-- Opening Marker --

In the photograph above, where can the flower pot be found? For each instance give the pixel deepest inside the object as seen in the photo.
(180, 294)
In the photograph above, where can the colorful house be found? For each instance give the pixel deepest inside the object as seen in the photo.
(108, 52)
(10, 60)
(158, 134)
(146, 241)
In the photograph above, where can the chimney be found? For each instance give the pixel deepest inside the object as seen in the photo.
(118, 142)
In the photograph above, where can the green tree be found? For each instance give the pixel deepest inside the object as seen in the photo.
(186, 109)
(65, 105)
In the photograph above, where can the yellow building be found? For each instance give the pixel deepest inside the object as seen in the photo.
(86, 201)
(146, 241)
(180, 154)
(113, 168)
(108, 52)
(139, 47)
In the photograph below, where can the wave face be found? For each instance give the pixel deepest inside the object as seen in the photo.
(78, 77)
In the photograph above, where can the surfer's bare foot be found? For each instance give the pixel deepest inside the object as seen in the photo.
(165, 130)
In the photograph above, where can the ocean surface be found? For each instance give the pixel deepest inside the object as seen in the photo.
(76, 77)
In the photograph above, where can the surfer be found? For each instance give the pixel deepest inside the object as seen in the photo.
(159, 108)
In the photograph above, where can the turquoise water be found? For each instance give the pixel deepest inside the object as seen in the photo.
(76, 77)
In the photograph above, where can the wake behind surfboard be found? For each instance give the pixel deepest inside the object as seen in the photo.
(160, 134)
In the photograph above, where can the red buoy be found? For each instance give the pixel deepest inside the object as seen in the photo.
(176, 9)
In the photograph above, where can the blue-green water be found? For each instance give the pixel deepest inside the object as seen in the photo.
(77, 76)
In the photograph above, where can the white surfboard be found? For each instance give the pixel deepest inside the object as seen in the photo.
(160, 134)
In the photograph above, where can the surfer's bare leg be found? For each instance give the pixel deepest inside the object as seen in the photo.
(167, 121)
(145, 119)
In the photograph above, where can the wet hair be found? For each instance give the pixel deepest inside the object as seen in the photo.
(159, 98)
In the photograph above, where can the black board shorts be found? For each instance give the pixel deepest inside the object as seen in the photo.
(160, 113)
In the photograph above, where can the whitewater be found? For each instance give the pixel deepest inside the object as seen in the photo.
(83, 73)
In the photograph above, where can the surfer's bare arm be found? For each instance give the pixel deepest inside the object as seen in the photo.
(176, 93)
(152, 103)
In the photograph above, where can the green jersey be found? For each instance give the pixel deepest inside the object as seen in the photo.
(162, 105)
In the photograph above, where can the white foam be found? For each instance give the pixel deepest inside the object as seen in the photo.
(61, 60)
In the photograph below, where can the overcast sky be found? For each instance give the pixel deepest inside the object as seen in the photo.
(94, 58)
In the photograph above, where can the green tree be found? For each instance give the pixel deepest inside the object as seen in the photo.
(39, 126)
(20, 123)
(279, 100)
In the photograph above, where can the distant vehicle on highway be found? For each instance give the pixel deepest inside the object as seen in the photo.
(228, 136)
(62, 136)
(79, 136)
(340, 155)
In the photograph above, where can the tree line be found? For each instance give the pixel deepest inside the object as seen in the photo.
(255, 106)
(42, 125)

-- Closing Marker --

WORK INSTRUCTION: Would you repeat all the material exactly as it is shown?

YOUR RESPONSE:
In the photograph above, where can the flower pot be found? For each instance give the pixel deepest inside the object as seen in the photo.
(180, 294)
In the photograph above, where can the colorful house be found? For each instance give the pixel deepest inside the object as seen in the photo.
(108, 52)
(10, 60)
(158, 134)
(146, 241)
In the photograph above, where can the chimney be found? For each instance give the pixel deepest inside the object as seen in the photo.
(118, 142)
In the photograph above, where can the green tree be found? For each instance give the pixel deepest inside the object as seen in the photo.
(186, 109)
(65, 105)
In the photograph above, where can the yellow building be found? For each instance give the pixel deepest inside the object as seen in the photo.
(86, 201)
(146, 241)
(180, 154)
(113, 168)
(108, 52)
(139, 47)
In the photograph below, where can the wave face be found? For each instance give the pixel deepest inside the object as seen in the photo.
(78, 77)
In the photograph above, where can the surfer's bare foot be found? For each instance give the pixel deepest inside the object as seen in the photo.
(165, 130)
In the photograph above, where can the ocean surface be found? For each instance give the pixel deepest inside the object as seen in the photo.
(76, 77)
In the photograph above, where can the surfer be found? For each instance give the pixel deepest inside the object as seen in the photo.
(159, 108)
In the photograph above, where can the turquoise water be found? For each instance give the pixel deepest inside the object as seen in the photo.
(76, 77)
In the photograph above, where can the wake behind surfboard be found? For each instance give the pixel deepest inside the object as seen in the photo.
(160, 134)
In the photograph above, where can the red buoy be found? For each instance give the pixel deepest inside the object as seen in the photo.
(176, 9)
In the photograph above, where can the blue-green water be found? For each instance give the pixel deepest inside the object as seen in the photo.
(77, 76)
In the photograph above, where can the white surfboard be found? For each instance give the pixel deepest inside the object as seen in the photo.
(160, 134)
In the photograph above, where can the surfer's bare leg be found? For each instance give the pixel deepest inside the object as seen in the photo.
(167, 121)
(145, 119)
In the photograph above, where can the wet hair be found? For each instance give the pixel deepest inside the object as seen in the photo.
(159, 98)
In the photograph above, where can the black board shorts be found? For each instance give the pixel deepest inside the object as seen in the photo.
(160, 113)
In the photograph above, where can the whitewater be found? For each instance give the pixel deepest inside the object as seen in the photo.
(83, 73)
In the photograph above, where can the surfer's bare arm be found? For each instance give the pixel deepest inside the object as seen in the photo.
(176, 93)
(152, 103)
In the photograph above, where can the green jersey be found? For each instance give the pixel deepest inside the object as seen in the photo.
(162, 105)
In the photograph above, where can the white foam be found? For each instance give the pixel deepest inside the object as seen in the photo.
(61, 60)
In the photograph below, where can the overcast sky be found? For each instance give the pixel deepest inside the object as seen in the photo.
(94, 58)
In the photograph above, where can the green tree be found? For each instance give the pixel deepest inside the object as seen in the photo.
(39, 126)
(20, 123)
(279, 100)
In the photograph above, where can the distant vehicle on highway be found? For each instance give the pixel deepest inside the object as seen in the photo.
(228, 136)
(62, 136)
(79, 136)
(340, 155)
In the photograph above, where can the tree line be found? For each instance give the pixel deepest inside the object as seen in the photo.
(255, 106)
(42, 125)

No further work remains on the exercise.